→ Exercise instructions: Find every line containing "viewBox" in the records below and report the tally as a bare number.

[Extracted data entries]
=-=-=
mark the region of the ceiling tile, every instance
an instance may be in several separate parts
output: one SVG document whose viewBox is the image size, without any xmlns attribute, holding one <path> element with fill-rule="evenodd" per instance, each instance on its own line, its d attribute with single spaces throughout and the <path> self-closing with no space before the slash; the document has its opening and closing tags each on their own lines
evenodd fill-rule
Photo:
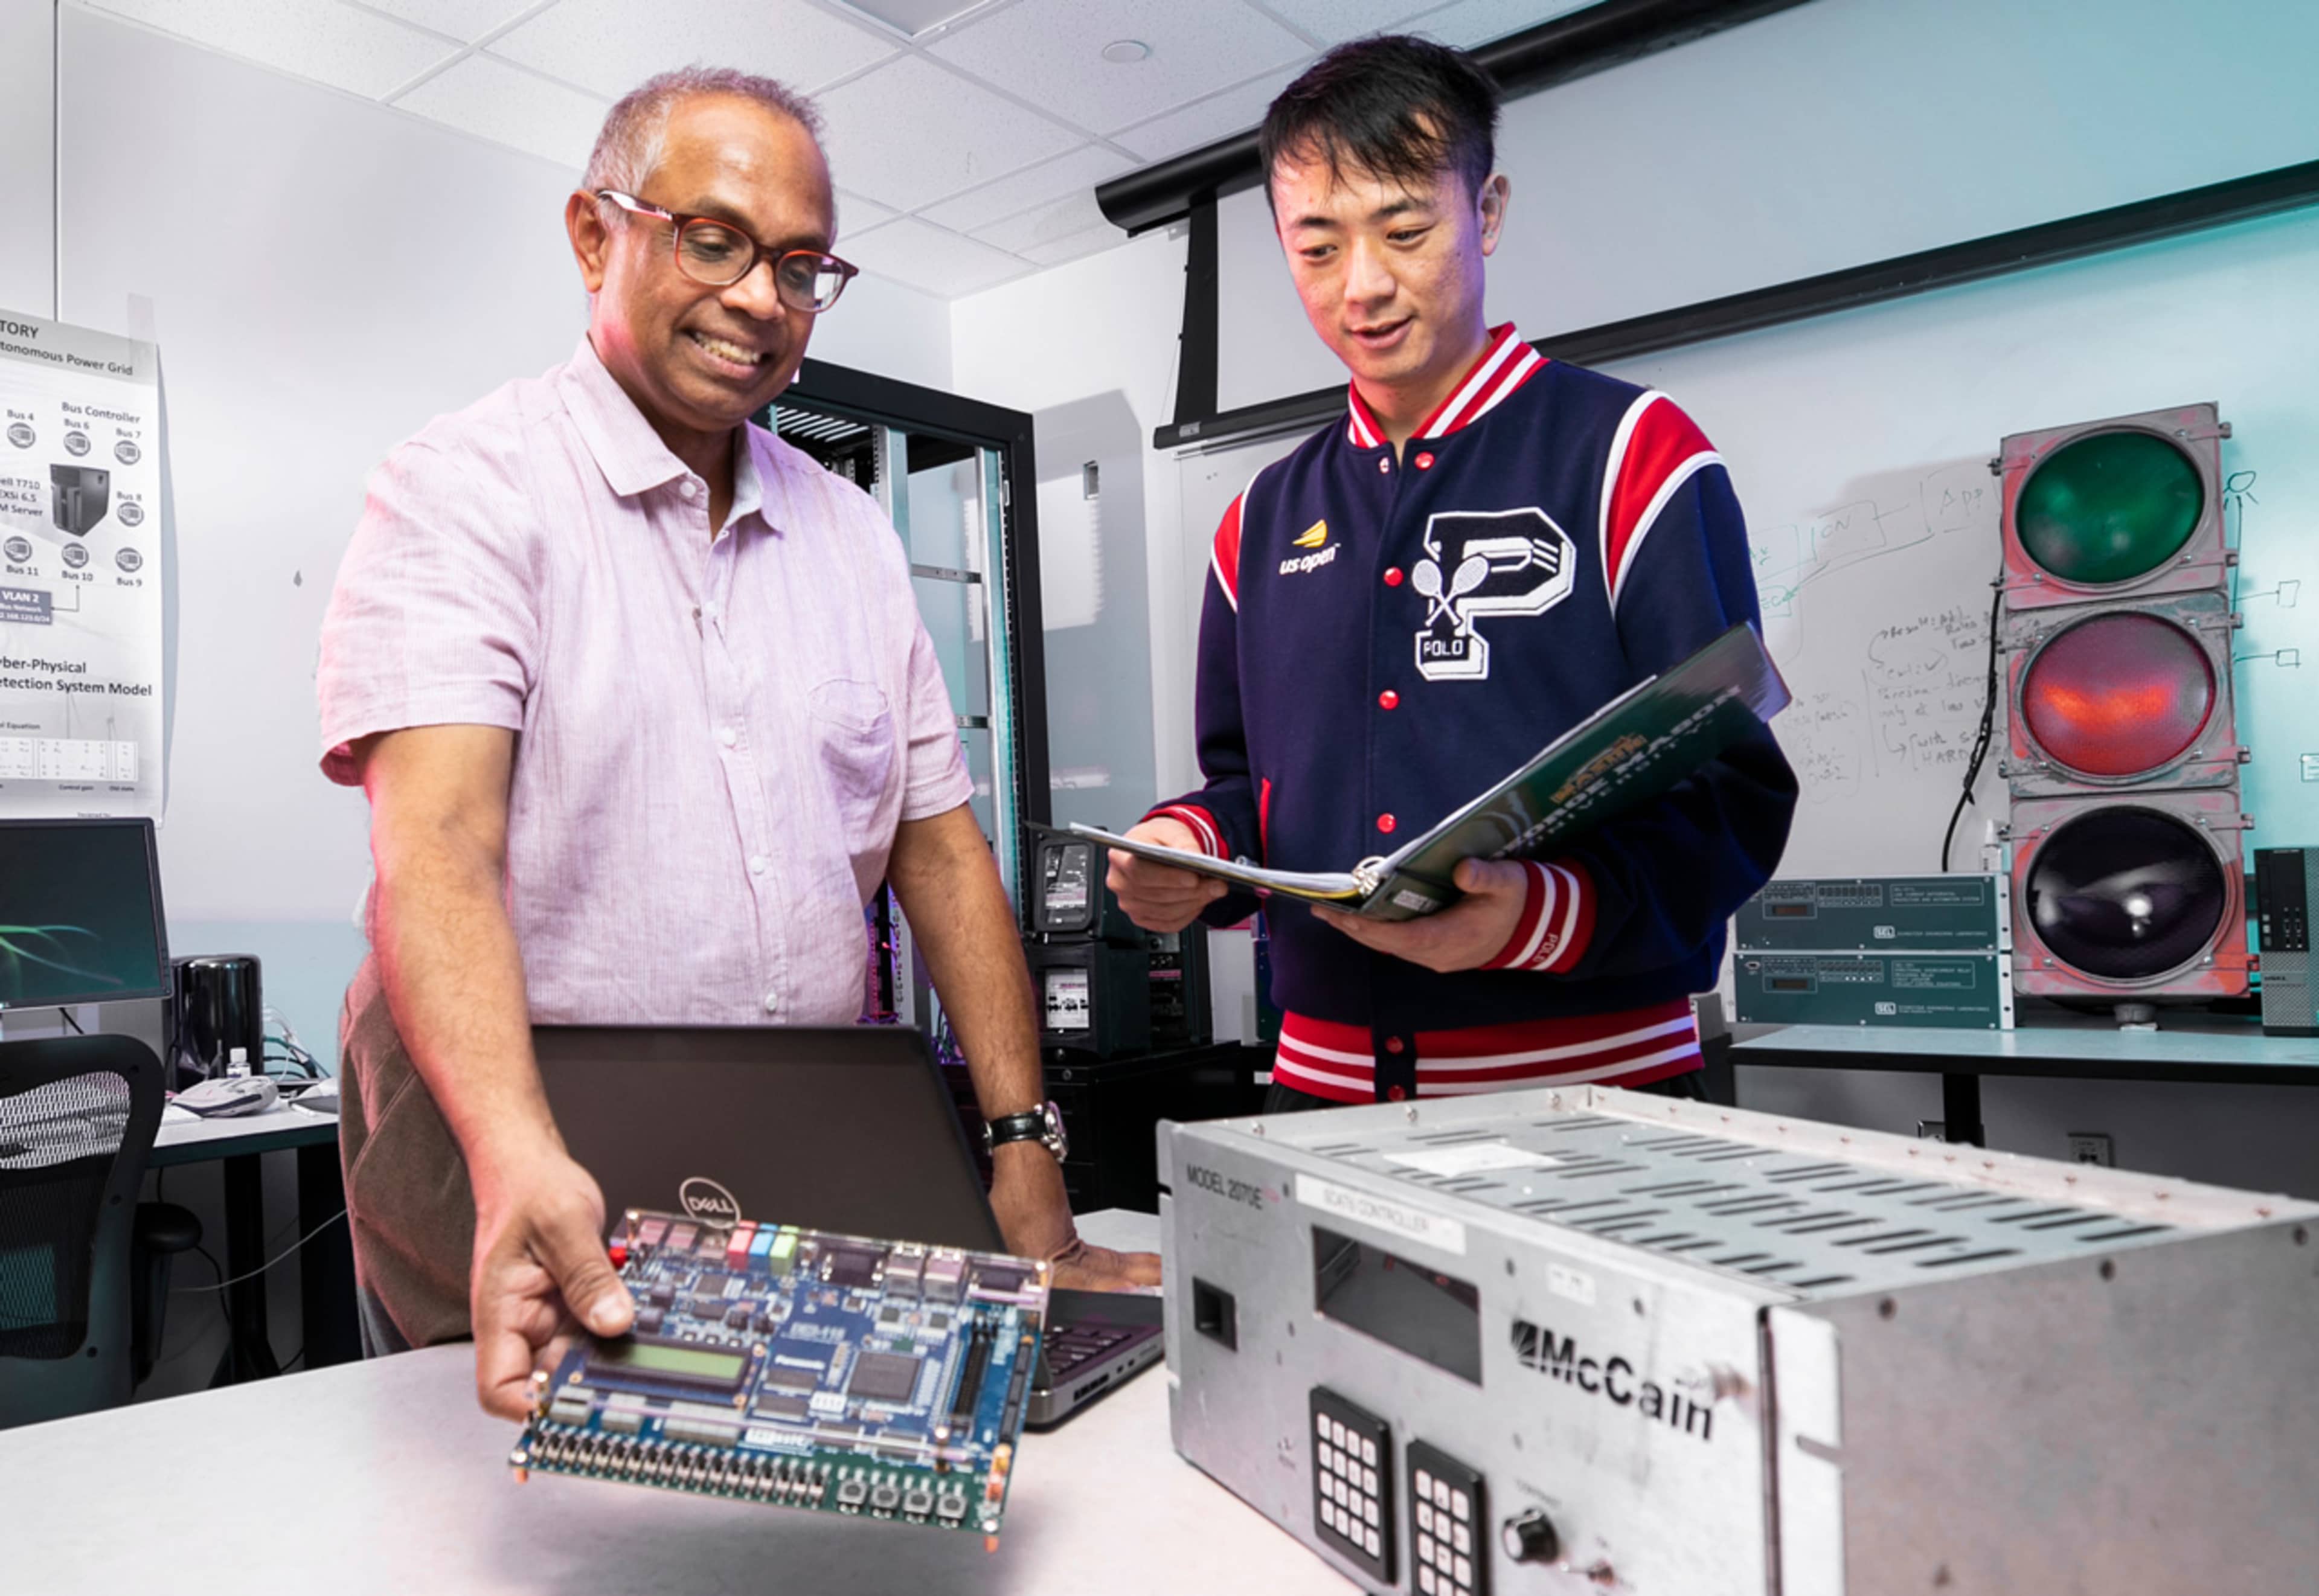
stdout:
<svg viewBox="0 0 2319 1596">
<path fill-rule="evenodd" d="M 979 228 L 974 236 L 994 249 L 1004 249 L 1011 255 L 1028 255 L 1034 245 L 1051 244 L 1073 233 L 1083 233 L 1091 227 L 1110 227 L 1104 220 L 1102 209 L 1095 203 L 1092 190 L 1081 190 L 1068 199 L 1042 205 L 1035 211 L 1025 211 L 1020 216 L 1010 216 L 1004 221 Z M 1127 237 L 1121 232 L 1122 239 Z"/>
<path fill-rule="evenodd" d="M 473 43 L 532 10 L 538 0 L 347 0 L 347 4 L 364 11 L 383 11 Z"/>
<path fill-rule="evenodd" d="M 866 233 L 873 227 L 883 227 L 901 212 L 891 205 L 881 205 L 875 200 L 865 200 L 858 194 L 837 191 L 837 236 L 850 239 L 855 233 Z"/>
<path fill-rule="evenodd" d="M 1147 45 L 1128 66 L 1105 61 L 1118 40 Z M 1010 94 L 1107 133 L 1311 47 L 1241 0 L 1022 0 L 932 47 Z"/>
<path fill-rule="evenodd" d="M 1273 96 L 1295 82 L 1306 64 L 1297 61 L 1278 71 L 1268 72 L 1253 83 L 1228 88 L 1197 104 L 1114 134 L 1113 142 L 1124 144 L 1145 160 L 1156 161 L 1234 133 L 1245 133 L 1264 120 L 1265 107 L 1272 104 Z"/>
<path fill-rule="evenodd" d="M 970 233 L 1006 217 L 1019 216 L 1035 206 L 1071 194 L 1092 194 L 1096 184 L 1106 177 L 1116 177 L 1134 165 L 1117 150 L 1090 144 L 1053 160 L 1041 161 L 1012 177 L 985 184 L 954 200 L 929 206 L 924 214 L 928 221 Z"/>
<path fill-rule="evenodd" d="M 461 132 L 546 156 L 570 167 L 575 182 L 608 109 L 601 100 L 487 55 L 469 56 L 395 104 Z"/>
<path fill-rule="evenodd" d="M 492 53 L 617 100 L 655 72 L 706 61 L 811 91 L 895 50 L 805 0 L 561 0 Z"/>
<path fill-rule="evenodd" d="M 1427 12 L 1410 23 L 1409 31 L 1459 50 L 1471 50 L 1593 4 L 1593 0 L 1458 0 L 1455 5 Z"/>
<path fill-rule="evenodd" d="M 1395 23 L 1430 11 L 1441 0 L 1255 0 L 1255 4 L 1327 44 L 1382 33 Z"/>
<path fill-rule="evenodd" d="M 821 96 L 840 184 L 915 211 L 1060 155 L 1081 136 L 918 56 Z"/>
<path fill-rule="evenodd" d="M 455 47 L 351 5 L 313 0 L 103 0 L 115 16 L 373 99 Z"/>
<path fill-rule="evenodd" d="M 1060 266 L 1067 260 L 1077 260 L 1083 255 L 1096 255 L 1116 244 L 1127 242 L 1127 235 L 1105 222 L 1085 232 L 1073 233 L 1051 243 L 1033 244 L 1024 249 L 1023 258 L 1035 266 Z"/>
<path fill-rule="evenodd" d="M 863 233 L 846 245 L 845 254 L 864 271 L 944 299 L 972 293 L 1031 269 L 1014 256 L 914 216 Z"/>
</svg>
=-=-=
→ Answer to the exercise: 2